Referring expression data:
# # # # #
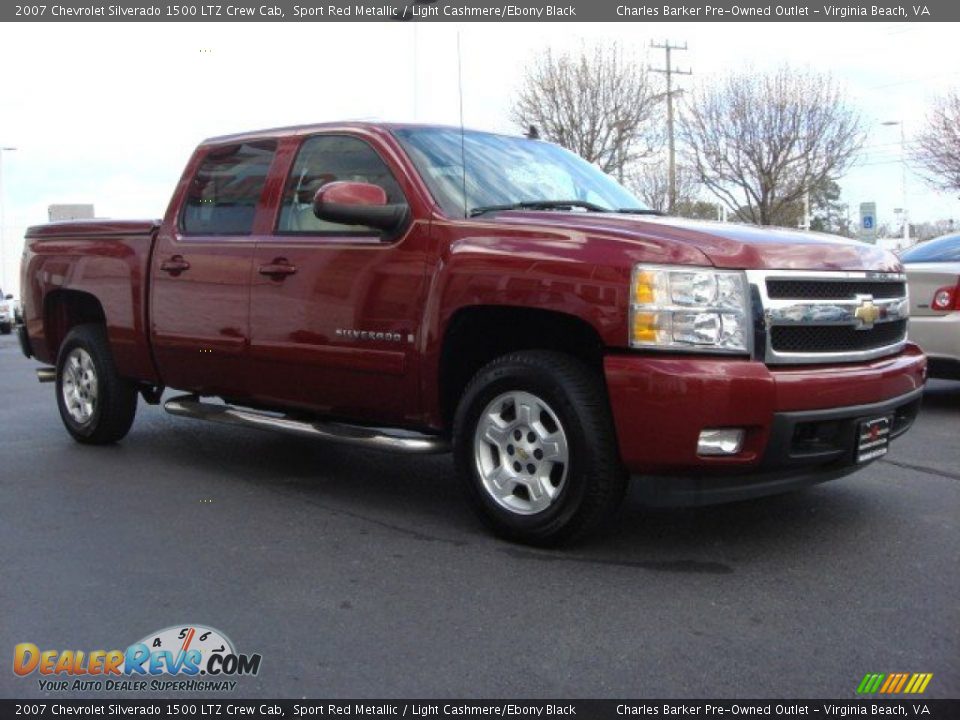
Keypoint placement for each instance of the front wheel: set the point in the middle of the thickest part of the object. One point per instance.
(96, 405)
(536, 449)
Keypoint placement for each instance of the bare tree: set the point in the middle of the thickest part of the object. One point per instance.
(651, 183)
(937, 148)
(759, 142)
(598, 102)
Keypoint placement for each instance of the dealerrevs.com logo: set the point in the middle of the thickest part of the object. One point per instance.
(177, 658)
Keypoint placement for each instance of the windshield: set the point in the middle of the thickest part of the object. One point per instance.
(504, 170)
(942, 249)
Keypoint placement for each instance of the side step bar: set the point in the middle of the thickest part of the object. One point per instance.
(376, 438)
(46, 374)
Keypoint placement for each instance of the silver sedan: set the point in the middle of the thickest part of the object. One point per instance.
(933, 276)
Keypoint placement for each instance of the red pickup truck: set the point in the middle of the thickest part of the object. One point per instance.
(419, 289)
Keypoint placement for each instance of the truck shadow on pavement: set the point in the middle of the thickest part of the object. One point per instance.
(418, 497)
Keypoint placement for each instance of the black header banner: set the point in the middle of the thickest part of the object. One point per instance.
(913, 709)
(485, 11)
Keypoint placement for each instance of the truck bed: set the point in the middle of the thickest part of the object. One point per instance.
(107, 261)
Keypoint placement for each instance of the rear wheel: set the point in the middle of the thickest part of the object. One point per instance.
(96, 405)
(536, 450)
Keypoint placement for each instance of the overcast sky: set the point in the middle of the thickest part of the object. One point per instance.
(109, 113)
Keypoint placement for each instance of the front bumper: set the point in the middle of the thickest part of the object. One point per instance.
(800, 422)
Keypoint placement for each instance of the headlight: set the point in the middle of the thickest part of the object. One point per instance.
(690, 308)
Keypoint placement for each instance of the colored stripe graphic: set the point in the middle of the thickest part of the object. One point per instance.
(870, 683)
(894, 683)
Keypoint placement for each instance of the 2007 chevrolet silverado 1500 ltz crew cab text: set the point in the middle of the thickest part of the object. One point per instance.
(350, 281)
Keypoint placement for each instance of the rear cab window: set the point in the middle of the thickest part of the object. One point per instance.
(223, 196)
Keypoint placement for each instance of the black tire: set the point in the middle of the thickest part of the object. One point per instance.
(594, 482)
(115, 402)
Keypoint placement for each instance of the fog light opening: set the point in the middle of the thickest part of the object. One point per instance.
(720, 441)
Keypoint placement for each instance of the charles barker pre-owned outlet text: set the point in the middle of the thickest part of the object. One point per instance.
(839, 12)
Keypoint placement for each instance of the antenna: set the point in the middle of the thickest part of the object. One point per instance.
(463, 149)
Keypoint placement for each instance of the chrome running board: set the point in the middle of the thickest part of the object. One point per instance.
(393, 439)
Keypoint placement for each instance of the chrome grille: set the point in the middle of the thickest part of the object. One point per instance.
(831, 289)
(811, 317)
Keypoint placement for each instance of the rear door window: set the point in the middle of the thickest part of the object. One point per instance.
(223, 195)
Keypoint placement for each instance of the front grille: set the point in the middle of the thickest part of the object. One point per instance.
(832, 339)
(779, 289)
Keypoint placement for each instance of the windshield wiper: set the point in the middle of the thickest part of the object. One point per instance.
(639, 211)
(540, 205)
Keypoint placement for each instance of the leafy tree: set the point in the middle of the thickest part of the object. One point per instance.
(937, 147)
(760, 142)
(599, 102)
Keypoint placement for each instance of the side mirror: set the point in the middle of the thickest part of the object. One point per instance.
(351, 203)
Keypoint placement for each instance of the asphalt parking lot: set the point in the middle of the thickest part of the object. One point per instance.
(364, 575)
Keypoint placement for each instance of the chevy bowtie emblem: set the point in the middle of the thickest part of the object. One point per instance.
(867, 313)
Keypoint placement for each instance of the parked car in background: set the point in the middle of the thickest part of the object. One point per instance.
(8, 310)
(933, 276)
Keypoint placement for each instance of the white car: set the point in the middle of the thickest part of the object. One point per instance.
(933, 277)
(8, 310)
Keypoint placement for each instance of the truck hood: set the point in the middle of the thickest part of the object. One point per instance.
(725, 245)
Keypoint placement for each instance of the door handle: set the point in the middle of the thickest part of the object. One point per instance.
(278, 269)
(175, 265)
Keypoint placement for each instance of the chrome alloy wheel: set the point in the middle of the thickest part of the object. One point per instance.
(521, 452)
(79, 386)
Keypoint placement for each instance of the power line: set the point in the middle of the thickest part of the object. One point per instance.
(669, 71)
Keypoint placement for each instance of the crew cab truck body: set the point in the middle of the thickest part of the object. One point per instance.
(351, 281)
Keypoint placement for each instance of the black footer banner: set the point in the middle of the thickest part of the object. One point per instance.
(420, 709)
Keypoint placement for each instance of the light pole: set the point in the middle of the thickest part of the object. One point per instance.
(3, 218)
(903, 179)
# # # # #
Task objective:
An exact copy of the records above is needed, free of pictures.

Worked solution:
Keypoint placement for each instance of the front wheel: set the point in the middle of the thickest part of the object. One point per instance.
(96, 405)
(536, 449)
Keypoint placement for each instance of the bare tree: set the point in the middle of the thickest part of the object. One point per instance.
(651, 183)
(937, 148)
(759, 142)
(598, 102)
Keypoint placement for each instance of the dealerrevs.com logo: set the point in the middle of the thickest part of the object. One point per instance.
(177, 658)
Keypoint placement for each instance of the windshield: set the point in the middle of the thickest part of the object. One point per instance.
(504, 170)
(942, 249)
Keypoint placement for each instance of the side step bar: set the point in the middle of the thickest part of the object. One point per instance.
(376, 438)
(46, 374)
Keypoint placement for each instance of the silver sedan: set the point in the middle of the thickest part of the object. One point per instance.
(933, 276)
Keypoint placement for each instance of the red pickup truck: set the point in the middle of the thickest part of the object. One point per instance.
(419, 289)
Keypoint placement for each instance of the truck shadow on pavement: set the point in the middle of the thickest part of the object. One point per instance.
(418, 497)
Keypoint placement for each instance of the black header banner: set the point in the middle of the thickest part of the object. One point per instance.
(913, 709)
(485, 11)
Keypoint placement for each instance of the truck bed: set the point in the middle of the thickest part of the object. One point per instance.
(107, 261)
Keypoint placement for each instance of the rear wheel: set the point in the middle of the thickest part of the object. One point per instance.
(96, 405)
(536, 450)
Keypoint placement for each instance of the overcast sky: set the point in the middle of the thickest part of the object. One point per instance.
(109, 113)
Keypoint placement for each instance of the front bumper: set the point in the middle of the thickest part of the object. One point per instance.
(800, 422)
Keypoint placement for each instance of the headlight: set the point in the middle of the thickest part of the object. One point per instance.
(690, 308)
Keypoint placement for each instance of the colored stripe graphic: set the point in the middle of the thickest part of the object. One point per instance.
(870, 683)
(894, 683)
Keypoint placement for each instance of the 2007 chevrolet silverado 1500 ltz crew cab text: set the point in the middle of the thickest part of the object. One point per instance.
(350, 281)
Keypoint placement for each instance of the rear cab window: set the point in the middle of the thickest part of the object. One point per instance.
(223, 196)
Keypoint placement for each instance of the black tire: set the point in the middle of the thickest part of the object. One point per instance.
(594, 482)
(115, 402)
Keypoint placement for each instance of the fog light opening: set the point in the middle of the thickest part of the object. One point per instance.
(720, 441)
Keypoint placement for each instance of the charles barker pre-owned outlet text: set the point in the middle of the thickest part of the object. One point per instance.
(839, 12)
Keypoint placement for each instance of the antenna: set the point in the middle of the thickest part of the object. One point per instance.
(463, 149)
Keypoint placement for each instance of the chrome running board: set the point in the middle of the thickest part of the object. One point per instance.
(393, 439)
Keypoint placement for each instance of the chrome grille: set the point in the middle of the thickest part of the object. One point per instance.
(831, 289)
(811, 317)
Keypoint placement for each instance of the rear door window: set the point in the middle of the thickest part of the object. One point per instance.
(223, 195)
Keypoint placement for each instance of the front grille: set the point in the middle of the thickest part of the object. One point per instance.
(832, 339)
(779, 289)
Keypoint placement for each instance of the windshield wiper: set the point in the middle of the thickest part of the object. One point per instance.
(639, 211)
(540, 205)
Keypoint placement for each instance of the leafy tree: set the point in the middle of the thickest part of the object. One point per instance.
(937, 147)
(760, 142)
(599, 102)
Keypoint placement for each instance of the side mirror: set the point in the middle of the thickest part of the object. One point per instance.
(351, 203)
Keypoint placement for each instance of the asphalt parking lot: set the point in the middle of the thickest part of the object. One point per instance.
(364, 575)
Keypoint placement for each instance of the chevy bowtie emblem: set the point in the middle of the thickest part of the object. One point per instance.
(867, 313)
Keypoint placement for each instance of the parked car in background: set the point in the middle of the thickest part of the object. One point per instance.
(8, 310)
(933, 276)
Keypoint placement for each instance of the white car: set the point in the middle of the thickest part of the object. One point per instance.
(933, 277)
(8, 310)
Keypoint placement for each instance of the truck hood: set the point in the middle of the thickest part of the object. One point per instance.
(725, 245)
Keypoint placement for each instance of the door handle: set the point in the middle of the thickest part of the object. One point per instance.
(278, 269)
(175, 265)
Keypoint placement for each instance of the chrome alloy wheel: set the point in the middle of the thickest part of the object. One point per instance.
(521, 452)
(79, 386)
Keypoint placement for each instance of the power line: set the point in the middle of the thickest part of the object. One point per instance.
(669, 71)
Keypoint placement for each instance of the crew cab truck body: set the point in the middle of the thickest part of the object. One point per instance.
(351, 281)
Keypoint placement for each instance of the black footer banner: set the point in the middle of the thickest part of the object. One point per instance.
(420, 709)
Keypoint placement for each instance of the light pole: set the point in the middle of the thickest part of the object. One point per instance.
(3, 218)
(903, 179)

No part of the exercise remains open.